- PROBLEM SET -
[1] Translate this sentence from the Piano Parent Podcast post into Spanish: "It's always a nice post-Christmas, pre-back-to-normal celebration."
[2] Carry on the Piano Parent Podcast post from its last sentence, keeping its voice.
— start of ARTICLE —
PPP276: Musical Mystery Opus 3, No. 3 “Arriving and Reviving”

In the style of Mike Rowe’s “The Way I Heard It” and Paul Harvey’s “The Rest of the Story” this episode of the Piano Parent Podcast brings you the backstory of how one young musician convinced his older and wiser teacher to try something new by singing something old.

Listen to the full episode here

Every January 1 my husband’s family gathers, not only to bring in the new year but to celebrate my father-in-law on his birthday. It’s always a nice post-Christmas, pre-back-to-normal celebration. This year, among the many various topics of conversation, my daughter and nieces were talking about the recent passing of Betty White. They, like many others of their generation, were cheering for Betty to reach her 100th birthday on January 17. They were sincerely saddened that she died “too soon.”

While I am familiar with Betty’s career – I know who she was and watch a few of her movies and TV shows from time to time, I wouldn’t classify myself as a raving fan. I don’t have anything against her but I just don’t seem to have the same connection to her as the generation after me. My daughter, Keri, has become a huge fan, thanks to the ability to binge-watch “The Golden Girls” online. She is the proud owner of several Golden Girls tchotchkes. including coffee mugs and refrigerator magnets, maybe even pajama pants.
— end of ARTICLE —
— start of GIVEN RECORDS —
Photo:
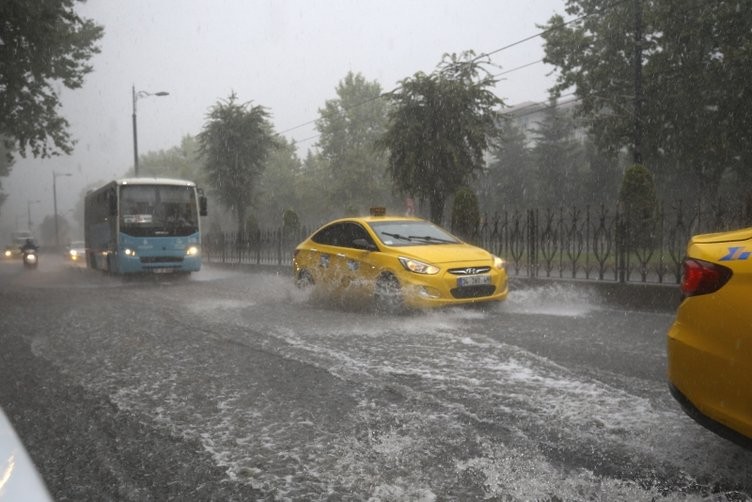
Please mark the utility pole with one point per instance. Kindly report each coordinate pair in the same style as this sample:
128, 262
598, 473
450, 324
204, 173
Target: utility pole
637, 154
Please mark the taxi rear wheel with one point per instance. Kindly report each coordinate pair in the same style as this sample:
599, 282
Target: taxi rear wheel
387, 295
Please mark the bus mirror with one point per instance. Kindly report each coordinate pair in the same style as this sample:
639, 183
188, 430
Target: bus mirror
202, 209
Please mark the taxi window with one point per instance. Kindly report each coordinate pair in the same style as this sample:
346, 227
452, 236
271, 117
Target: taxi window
341, 235
333, 235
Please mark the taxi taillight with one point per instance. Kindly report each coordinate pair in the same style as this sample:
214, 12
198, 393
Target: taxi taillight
702, 277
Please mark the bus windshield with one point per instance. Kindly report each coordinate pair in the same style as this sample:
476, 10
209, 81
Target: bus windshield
158, 210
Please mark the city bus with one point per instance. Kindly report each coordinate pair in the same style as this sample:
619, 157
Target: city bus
136, 225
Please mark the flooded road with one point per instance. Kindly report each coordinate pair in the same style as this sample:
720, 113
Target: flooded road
549, 395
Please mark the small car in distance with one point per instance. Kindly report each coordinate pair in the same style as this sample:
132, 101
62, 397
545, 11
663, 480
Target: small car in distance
398, 262
76, 251
709, 348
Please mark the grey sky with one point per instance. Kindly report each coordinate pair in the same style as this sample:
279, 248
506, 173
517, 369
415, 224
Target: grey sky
286, 55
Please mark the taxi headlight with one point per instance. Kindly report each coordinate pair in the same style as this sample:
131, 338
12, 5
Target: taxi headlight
418, 266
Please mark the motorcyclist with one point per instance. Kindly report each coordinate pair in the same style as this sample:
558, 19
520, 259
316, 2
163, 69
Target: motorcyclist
29, 245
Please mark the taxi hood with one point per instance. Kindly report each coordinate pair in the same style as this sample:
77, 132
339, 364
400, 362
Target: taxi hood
743, 234
445, 253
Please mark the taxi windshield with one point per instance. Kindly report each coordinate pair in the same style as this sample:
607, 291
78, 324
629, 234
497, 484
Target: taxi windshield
411, 233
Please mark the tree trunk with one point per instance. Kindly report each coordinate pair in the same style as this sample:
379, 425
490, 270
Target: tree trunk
437, 207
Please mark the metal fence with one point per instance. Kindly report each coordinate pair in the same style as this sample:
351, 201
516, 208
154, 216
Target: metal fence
586, 243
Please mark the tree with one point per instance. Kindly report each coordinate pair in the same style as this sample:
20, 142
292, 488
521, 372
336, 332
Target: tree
439, 129
465, 213
235, 144
509, 179
639, 205
44, 44
349, 127
670, 77
277, 190
557, 157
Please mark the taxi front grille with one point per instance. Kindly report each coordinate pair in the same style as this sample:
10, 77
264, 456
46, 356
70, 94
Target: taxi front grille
473, 291
469, 270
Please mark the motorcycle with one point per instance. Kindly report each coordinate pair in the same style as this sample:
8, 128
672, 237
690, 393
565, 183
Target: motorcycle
30, 258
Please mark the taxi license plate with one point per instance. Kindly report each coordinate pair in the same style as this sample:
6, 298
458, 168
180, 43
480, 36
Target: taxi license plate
473, 280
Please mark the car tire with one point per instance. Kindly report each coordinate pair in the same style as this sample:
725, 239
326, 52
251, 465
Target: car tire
387, 295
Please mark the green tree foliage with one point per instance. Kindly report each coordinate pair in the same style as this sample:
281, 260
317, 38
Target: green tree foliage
558, 158
465, 213
439, 129
45, 44
277, 185
349, 127
695, 102
235, 144
639, 205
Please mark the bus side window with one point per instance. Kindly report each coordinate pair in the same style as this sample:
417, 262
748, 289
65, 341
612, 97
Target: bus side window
202, 209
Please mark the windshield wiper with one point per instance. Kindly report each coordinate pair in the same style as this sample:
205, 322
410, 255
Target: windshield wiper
428, 238
396, 236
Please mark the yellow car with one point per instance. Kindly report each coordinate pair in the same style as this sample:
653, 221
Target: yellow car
710, 341
398, 262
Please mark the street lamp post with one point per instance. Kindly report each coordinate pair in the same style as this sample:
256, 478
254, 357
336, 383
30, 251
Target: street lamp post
54, 202
136, 95
28, 211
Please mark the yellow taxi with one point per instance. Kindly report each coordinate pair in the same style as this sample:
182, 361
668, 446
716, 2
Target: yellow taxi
398, 262
710, 341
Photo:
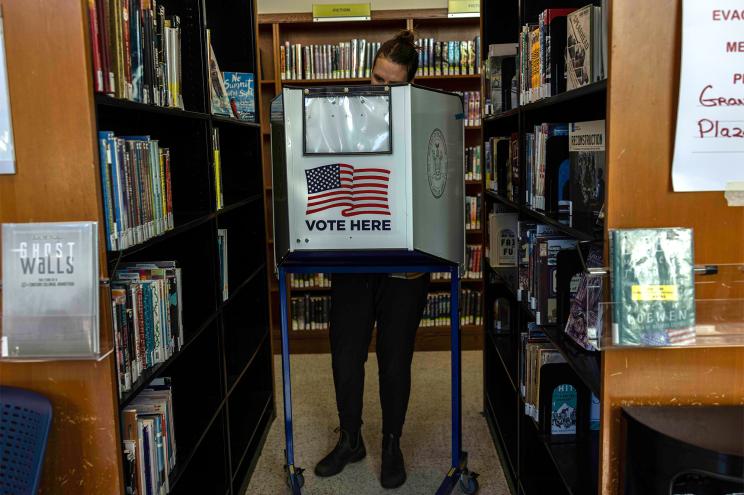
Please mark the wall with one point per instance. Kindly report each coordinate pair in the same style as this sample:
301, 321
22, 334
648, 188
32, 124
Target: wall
281, 6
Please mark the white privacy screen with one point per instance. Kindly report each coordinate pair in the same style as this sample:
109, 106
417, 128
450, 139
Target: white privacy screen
345, 124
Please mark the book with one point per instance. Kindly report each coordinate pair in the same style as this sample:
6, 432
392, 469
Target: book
217, 167
586, 149
50, 290
503, 239
136, 51
546, 267
220, 101
222, 251
563, 410
584, 318
147, 315
653, 286
584, 47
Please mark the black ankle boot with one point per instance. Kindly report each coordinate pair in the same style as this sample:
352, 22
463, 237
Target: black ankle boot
350, 448
393, 472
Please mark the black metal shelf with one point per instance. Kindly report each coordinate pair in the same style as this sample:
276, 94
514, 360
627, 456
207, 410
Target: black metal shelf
586, 364
509, 114
568, 96
240, 204
501, 343
543, 218
503, 199
590, 90
266, 410
156, 371
106, 101
115, 256
509, 467
574, 463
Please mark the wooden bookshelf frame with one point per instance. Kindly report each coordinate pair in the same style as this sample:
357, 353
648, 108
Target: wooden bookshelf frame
299, 27
640, 97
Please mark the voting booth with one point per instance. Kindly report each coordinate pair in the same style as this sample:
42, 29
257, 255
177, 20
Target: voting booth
370, 179
368, 167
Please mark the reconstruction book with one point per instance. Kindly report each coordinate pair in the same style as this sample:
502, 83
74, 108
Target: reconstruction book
50, 290
586, 151
579, 47
653, 286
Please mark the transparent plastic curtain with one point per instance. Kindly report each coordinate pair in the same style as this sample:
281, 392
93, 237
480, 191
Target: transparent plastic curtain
340, 124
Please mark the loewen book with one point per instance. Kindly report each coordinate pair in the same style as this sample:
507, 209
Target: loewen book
653, 286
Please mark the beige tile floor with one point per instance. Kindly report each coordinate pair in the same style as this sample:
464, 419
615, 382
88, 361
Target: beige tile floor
426, 437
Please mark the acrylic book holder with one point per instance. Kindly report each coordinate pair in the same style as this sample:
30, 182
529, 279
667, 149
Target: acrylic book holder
718, 318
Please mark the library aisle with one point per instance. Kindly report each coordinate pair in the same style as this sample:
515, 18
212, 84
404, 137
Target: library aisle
425, 441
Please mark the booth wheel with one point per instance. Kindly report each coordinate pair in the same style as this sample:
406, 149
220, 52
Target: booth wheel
469, 482
300, 480
298, 475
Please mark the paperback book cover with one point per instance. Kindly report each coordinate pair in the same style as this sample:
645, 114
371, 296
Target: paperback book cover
240, 91
547, 295
579, 47
563, 410
584, 317
653, 286
586, 150
50, 290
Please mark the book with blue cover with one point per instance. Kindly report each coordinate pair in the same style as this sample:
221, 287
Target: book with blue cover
241, 92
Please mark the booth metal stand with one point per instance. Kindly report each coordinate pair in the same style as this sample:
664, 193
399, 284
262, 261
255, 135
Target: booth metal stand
377, 262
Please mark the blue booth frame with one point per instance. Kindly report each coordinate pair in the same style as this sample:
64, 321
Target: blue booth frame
386, 261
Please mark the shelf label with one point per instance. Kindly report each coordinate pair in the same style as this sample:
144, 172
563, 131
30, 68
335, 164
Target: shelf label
342, 12
709, 145
463, 7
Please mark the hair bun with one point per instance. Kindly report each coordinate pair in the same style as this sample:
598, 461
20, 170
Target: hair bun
406, 36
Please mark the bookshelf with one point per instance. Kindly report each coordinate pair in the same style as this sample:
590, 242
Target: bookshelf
273, 31
222, 377
638, 101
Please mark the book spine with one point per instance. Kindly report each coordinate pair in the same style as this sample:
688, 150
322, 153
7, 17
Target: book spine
147, 52
105, 160
154, 158
362, 58
103, 21
116, 185
169, 185
95, 43
158, 53
135, 54
120, 20
163, 188
217, 169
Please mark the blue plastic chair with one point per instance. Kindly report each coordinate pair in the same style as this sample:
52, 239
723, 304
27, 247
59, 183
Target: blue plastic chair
24, 426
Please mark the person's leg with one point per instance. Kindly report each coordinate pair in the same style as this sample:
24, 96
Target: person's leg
352, 319
399, 310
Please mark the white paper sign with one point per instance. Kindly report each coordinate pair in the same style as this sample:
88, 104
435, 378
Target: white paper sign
709, 145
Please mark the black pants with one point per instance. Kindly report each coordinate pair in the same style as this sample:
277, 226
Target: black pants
357, 302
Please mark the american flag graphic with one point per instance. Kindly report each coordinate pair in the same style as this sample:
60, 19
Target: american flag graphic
357, 191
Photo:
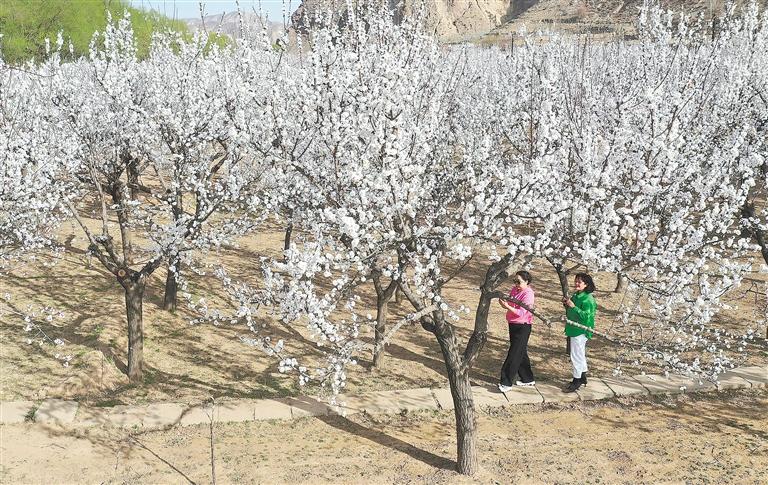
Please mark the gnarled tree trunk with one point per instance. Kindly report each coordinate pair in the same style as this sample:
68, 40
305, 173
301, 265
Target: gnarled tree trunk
463, 401
171, 284
621, 283
134, 297
562, 276
383, 296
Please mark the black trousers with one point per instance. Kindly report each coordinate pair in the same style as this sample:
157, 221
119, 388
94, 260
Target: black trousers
517, 361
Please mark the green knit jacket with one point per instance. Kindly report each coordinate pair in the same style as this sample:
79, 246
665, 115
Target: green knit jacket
583, 312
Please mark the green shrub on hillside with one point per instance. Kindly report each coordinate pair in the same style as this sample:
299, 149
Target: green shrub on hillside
25, 24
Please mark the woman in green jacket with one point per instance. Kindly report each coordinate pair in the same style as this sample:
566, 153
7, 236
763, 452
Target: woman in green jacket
580, 308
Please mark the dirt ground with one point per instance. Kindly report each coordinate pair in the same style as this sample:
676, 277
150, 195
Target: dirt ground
698, 438
189, 363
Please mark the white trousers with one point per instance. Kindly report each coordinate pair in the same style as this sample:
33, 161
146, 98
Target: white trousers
579, 355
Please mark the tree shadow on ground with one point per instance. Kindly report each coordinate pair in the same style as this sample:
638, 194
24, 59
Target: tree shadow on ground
383, 439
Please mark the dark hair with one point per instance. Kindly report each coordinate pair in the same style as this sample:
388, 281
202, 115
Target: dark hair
526, 276
587, 280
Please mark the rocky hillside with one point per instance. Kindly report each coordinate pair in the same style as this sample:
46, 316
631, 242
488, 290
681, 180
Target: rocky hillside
229, 24
498, 20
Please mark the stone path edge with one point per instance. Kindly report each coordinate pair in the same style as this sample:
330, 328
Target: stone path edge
167, 414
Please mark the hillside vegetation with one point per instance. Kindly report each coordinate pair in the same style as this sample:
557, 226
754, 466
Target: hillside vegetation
25, 24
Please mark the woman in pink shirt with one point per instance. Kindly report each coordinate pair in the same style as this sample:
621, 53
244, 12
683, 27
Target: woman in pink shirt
519, 321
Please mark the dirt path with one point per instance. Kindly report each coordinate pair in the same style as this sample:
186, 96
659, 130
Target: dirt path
701, 438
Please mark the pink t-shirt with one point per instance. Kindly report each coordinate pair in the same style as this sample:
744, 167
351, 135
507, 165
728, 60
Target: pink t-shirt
520, 316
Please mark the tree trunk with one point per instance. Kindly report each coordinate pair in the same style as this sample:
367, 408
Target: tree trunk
383, 295
621, 283
287, 240
171, 284
562, 276
134, 296
463, 402
378, 334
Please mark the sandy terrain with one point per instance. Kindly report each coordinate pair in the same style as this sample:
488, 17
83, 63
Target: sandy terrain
189, 363
699, 438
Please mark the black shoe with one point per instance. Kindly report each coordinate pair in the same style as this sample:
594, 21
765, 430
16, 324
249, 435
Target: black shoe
574, 385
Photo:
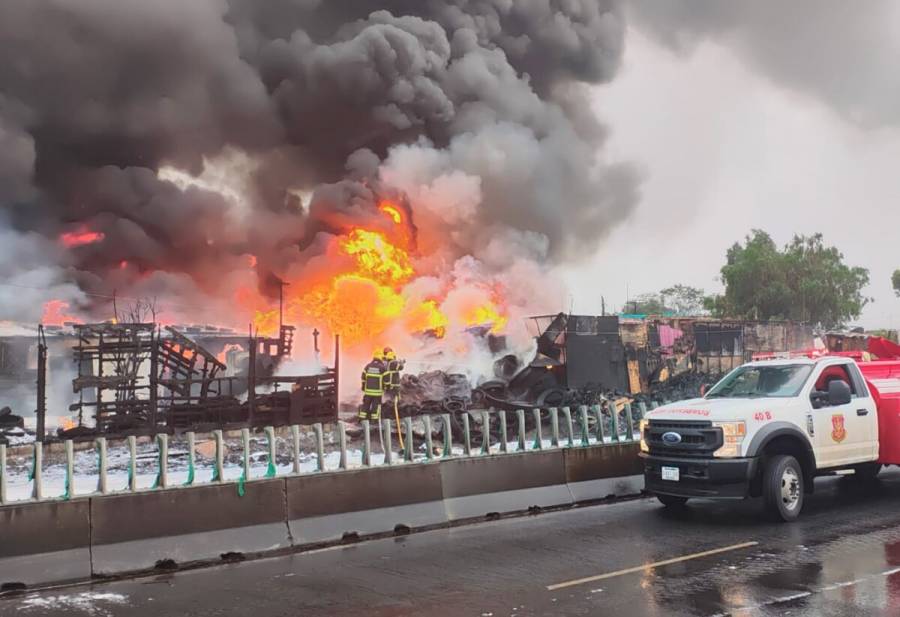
— end of GIVEN RECORDS —
- TASK-BY-TASK OUTPUTS -
[1] Siempre es una celebración agradable, posterior a la Navidad y previa a la vuelta a la normalidad.

[2]
I feel a bit like I missed the Betty White arrival and revival. I was too young to really appreciate her in her early work, including the Mary Tyler Moore Show in the 1970s, and was not particularly interested in The Golden Girls when it first aired in the late ’80s. By the time her career resurged with shows like “The Proposal” and “Hot in Cleveland”, she was a token of the past to my way of thinking.

Honestly, I am glad she regained popularity in her later years. I love that my daughter and her cousins share such a fondness for her. They help me view Betty White from a different perspective.

This makes me think of another person in history who may have been dismissed by one generation only to be revived and deeply appreciated again by the next generation.

Before I reveal that mystery, I have one more quick story about my husband’s family, this time, from his mother’s side. I never had the opportunity to meet Duane’s grandfather, his mother’s father, but I am told he was a great musician and singer – I think we would have gotten along very well.

One of his joys was to host “Singing Schools” at local churches. This was before the days of projected song lyrics on massive screens. Each church had plenty of hymnbooks filled with music notation for every person attending the singing to use. Someone would call out a page number and the group would sing the hymn following the four vocal lines: soprano, alto, tenor, and bass. Here is a sample of this type of singing (did you catch them singing solfege syllables the second time through?!). These gatherings afforded everyone the ability to learn to read a musical line, sing in harmony, and enjoy a great evening of music-making. It wasn’t a concert to be attended quietly and passively; it was an event in which to participate and sing along.

I never got to play piano for Duane’s grandfather but my church hosted a few informal Sunday night singings. These karaoke-type meetings gave me the occasion to really hone my music sight-reading skills while playing the piano. You never knew what song number someone would call out! Sometimes people would call out songs they didn’t even know, they just liked the title. It was my job to read the music and play the piano to help the congregation sing the newly found song.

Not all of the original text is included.